Extracted data entries:
——
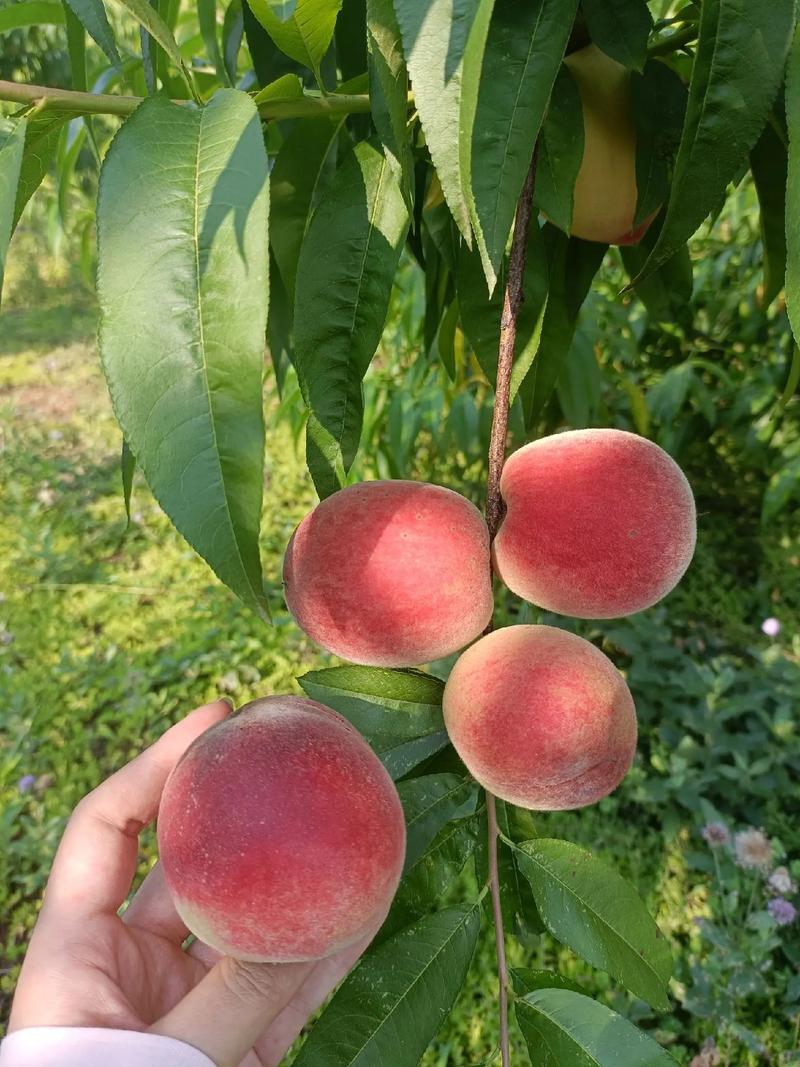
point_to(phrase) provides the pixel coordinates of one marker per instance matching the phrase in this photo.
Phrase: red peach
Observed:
(598, 524)
(281, 833)
(541, 718)
(390, 573)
——
Task instructions >> Omit the images and transcribe all of the records above word for word.

Solution below >>
point_to(phrase) provides the pixel coordinates of one marker per instance matching the phrase in this photo.
Phrase: red peach
Observed:
(598, 524)
(281, 833)
(541, 718)
(390, 573)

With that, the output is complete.